_AIM:_ Summarize the worked solution below in two sentences.

_TEXT SEGMENT:_
Key Concepts and Formulas

• Homogeneous Differential Equation: A differential equation of the form $\frac{dy}{dx} = f(x, y)$ is homogeneous if $f(tx, ty) = f(x, y)$ for all $t$. This means it can be written as $\frac{dy}{dx} = g\left(\frac{y}{x}\right)$.
• Substitution for Homogeneous Equations: To solve a homogeneous differential equation, substitute $y = vx$, which implies $\frac{dy}{dx} = v + x\frac{dv}{dx}$.
• Integral Formula: $\int \frac{dx}{\sqrt{x^2 + a^2}} = \ln|x + \sqrt{x^2 + a^2}| + C$

Step-by-Step Solution

Step 1: Identify and Transform the Differential Equation into Standard Homogeneous Form

We are given the differential equation: $x\frac{dy}{dx} - y = \sqrt{y^2 + 16x^2}$ Our goal is to isolate $\frac{dy}{dx}$ and express the right-hand side as a function of $\frac{y}{x}$.

• Isolate $\frac{dy}{dx}$: Add $y$ to both sides: $x\frac{dy}{dx} = y + \sqrt{y^2 + 16x^2}$
• Divide by $x$: Divide both sides by $x$, assuming $x \neq 0$: $\frac{dy}{dx} = \frac{y}{x} + \frac{\sqrt{y^2 + 16x^2}}{x}$
• Express the radical term as a function of $\frac{y}{x}$: Since the initial condition $y(1)=3$ implies $x$ is near 1, we can assume $x>0$. Therefore, $x = \sqrt{x^2}$. $\frac{dy}{dx} = \frac{y}{x} + \sqrt{\frac{y^2 + 16x^2}{x^2}}$
• Simplify the terms inside the square root: $\frac{dy}{dx} = \frac{y}{x} + \sqrt{\frac{y^2}{x^2} + 16}$ $\frac{dy}{dx} = \frac{y}{x} + \sqrt{\left(\frac{y}{x}\right)^2 + 16}$ This is now in the form $\frac{dy}{dx} = g\left(\frac{y}{x}\right)$, confirming it's a homogeneous differential equation.

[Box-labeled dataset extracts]
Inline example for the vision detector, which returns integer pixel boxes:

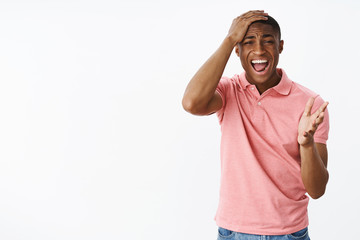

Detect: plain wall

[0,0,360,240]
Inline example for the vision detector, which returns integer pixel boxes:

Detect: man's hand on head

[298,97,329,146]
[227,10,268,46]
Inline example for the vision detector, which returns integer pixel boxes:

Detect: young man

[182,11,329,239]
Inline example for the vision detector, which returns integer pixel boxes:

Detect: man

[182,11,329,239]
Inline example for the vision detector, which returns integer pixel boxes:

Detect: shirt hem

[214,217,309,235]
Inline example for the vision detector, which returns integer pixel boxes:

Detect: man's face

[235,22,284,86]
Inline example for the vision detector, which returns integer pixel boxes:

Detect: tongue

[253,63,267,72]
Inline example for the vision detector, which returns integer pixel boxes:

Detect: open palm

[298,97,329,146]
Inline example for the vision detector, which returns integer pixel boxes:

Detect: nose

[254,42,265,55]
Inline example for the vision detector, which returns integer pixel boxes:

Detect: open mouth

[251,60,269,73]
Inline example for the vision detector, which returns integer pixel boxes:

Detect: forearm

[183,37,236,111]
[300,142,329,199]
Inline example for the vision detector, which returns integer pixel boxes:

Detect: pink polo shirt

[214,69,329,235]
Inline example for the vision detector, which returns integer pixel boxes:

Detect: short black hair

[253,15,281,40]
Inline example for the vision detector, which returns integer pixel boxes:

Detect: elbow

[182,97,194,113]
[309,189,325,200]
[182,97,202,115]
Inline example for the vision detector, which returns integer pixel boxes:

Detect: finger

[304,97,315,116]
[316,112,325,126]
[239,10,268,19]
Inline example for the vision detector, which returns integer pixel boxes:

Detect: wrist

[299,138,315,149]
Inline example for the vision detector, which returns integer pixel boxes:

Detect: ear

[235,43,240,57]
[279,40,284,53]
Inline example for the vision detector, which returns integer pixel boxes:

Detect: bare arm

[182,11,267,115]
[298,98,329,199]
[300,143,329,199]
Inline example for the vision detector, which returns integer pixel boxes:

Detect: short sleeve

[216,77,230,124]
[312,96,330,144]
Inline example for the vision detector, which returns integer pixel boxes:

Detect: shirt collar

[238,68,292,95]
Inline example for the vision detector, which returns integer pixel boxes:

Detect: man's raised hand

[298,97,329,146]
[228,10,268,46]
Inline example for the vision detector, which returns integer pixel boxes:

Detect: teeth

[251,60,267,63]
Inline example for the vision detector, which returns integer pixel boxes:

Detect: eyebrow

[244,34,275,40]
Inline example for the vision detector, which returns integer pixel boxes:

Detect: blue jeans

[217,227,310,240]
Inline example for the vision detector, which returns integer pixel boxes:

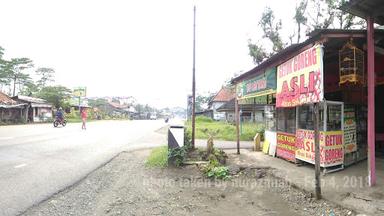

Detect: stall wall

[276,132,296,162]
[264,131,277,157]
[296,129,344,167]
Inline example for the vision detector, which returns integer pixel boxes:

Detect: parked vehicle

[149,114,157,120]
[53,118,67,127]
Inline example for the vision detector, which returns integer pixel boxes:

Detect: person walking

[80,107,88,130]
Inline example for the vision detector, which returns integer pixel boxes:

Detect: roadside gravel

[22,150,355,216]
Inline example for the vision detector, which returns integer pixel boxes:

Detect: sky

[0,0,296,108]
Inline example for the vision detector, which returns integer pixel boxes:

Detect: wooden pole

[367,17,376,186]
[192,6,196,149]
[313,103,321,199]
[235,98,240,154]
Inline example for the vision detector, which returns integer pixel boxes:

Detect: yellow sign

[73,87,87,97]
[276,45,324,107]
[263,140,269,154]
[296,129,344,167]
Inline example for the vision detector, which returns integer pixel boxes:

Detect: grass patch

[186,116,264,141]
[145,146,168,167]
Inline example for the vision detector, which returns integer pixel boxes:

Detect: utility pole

_SOLUTION:_ An equation dy/dx = f(x, y) is homogeneous when f(tx, ty) = f(x, y) for all t, so it can be written as dy/dx = g(y/x) and solved with the substitution y = vx. The given equation x dy/dx − y = √(y² + 16x²) is rearranged, with x > 0 assumed from the initial condition y(1) = 3, into dy/dx = y/x + √((y/x)² + 16), which confirms that it is homogeneous.